* _Dataset excerpts_:
****************

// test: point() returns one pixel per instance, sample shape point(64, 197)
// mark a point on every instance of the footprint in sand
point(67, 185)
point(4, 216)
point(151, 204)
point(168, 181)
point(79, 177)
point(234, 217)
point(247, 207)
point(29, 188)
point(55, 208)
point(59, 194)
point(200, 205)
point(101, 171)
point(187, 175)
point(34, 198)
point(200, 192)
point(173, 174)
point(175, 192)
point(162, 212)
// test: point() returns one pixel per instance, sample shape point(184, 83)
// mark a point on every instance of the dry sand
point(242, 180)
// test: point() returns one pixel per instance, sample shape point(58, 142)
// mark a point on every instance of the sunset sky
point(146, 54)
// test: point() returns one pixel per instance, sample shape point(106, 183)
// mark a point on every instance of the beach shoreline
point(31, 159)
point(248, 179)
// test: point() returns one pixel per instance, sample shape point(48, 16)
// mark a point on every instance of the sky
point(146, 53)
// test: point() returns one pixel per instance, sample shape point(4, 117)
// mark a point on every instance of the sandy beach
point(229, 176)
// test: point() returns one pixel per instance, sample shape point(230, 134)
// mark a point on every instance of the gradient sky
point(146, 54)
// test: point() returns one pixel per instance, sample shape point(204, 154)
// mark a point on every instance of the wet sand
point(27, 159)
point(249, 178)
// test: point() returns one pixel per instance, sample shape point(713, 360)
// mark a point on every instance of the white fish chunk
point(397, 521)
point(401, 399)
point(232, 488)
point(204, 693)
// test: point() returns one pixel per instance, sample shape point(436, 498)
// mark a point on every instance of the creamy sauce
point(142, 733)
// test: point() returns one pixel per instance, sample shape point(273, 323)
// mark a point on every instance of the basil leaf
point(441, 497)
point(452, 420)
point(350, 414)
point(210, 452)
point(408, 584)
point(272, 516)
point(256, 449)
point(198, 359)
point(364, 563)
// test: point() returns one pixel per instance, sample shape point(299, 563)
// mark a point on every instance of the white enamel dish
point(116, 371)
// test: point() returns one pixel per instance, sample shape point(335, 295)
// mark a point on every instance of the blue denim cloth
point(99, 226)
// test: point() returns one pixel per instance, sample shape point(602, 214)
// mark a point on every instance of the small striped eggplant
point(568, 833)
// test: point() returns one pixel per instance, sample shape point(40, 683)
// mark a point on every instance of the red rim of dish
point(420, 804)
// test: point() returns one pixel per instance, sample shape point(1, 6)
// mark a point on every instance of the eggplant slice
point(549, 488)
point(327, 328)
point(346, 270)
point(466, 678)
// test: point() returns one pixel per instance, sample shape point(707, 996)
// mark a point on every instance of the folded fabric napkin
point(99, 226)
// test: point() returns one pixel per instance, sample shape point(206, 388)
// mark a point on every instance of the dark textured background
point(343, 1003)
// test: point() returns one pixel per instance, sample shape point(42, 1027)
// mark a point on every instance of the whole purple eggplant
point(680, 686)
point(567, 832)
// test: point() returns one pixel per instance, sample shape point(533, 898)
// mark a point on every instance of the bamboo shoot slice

****************

* _EXERCISE GOAL_: The data is to be reproduced in full, every line intact.

* _ANSWER BOX_:
// test: point() returns one pixel per instance, sample shape point(64, 197)
// mark a point on every instance of the footprint in sand
point(67, 185)
point(4, 216)
point(151, 204)
point(168, 181)
point(79, 177)
point(234, 217)
point(247, 207)
point(29, 188)
point(55, 208)
point(59, 194)
point(200, 205)
point(101, 171)
point(187, 175)
point(34, 198)
point(200, 192)
point(173, 174)
point(175, 192)
point(162, 212)
// test: point() returns one pixel per instance, sample shape point(184, 83)
// mark a point on every instance of the dry sand
point(242, 180)
// test: point() returns one pixel per instance, sample shape point(58, 142)
// mark a point on every instance of the sunset sky
point(146, 54)
// test: point() returns one pixel per instance, sample shape point(106, 183)
// mark a point on every instance of the beach shoreline
point(31, 159)
point(248, 179)
// test: point() returns one pixel per instance, sample shape point(48, 16)
// mark a point on every instance of the sky
point(146, 53)
// test: point() returns one pixel per instance, sample shape point(4, 117)
// mark a point on every instance of the sandy beach
point(229, 176)
// test: point() returns one pixel per instance, sample shape point(230, 134)
// mark a point on every instance of the gradient sky
point(146, 54)
// test: point() returns one pixel per instance, sample shape point(204, 154)
// mark a point on every instance of the wet sand
point(27, 159)
point(249, 178)
// test: point() returns one pixel per instance, sample shape point(713, 360)
// mark a point on every instance of the white fish chunk
point(397, 521)
point(401, 399)
point(232, 488)
point(204, 693)
// test: point() returns one pixel per instance, sample shape point(436, 498)
// mark a point on every instance of the creamy sauce
point(142, 733)
// test: point() returns one pixel per instance, sample shape point(273, 323)
// mark a point on every instance of the basil leaf
point(441, 497)
point(452, 420)
point(350, 414)
point(210, 452)
point(408, 584)
point(272, 516)
point(256, 449)
point(198, 359)
point(364, 563)
// test: point() returns one pixel per instance, sample shape point(299, 563)
// mark a point on every instance of the white enamel dish
point(116, 371)
// test: point() returns one pixel per instance, sample shape point(335, 295)
// mark a point on every instance of the blue denim cloth
point(99, 226)
// test: point() returns one pixel per instance, sample shape point(602, 214)
// mark a point on every instance of the small striped eggplant
point(568, 833)
// test: point() returns one pixel per instance, sample shape point(40, 683)
// mark a point on every instance of the red rim of dish
point(420, 804)
// test: point() returns one pixel per instance, sample shape point(1, 6)
// mark a point on every instance of the eggplant slice
point(549, 488)
point(327, 328)
point(346, 270)
point(466, 678)
// test: point() returns one pixel per instance, sample shape point(707, 996)
// mark a point on every instance of the folded fabric napkin
point(99, 226)
// test: point() returns one pixel per instance, sample shape point(206, 388)
// mark a point on every instance of the dark textured background
point(343, 1003)
// test: point() returns one pixel per instance, sample shape point(42, 1027)
// mark a point on every instance of the whole purple eggplant
point(680, 686)
point(567, 832)
// test: point() returns one pixel per instance, sample shape point(533, 898)
// mark a point on every instance of the bamboo shoot slice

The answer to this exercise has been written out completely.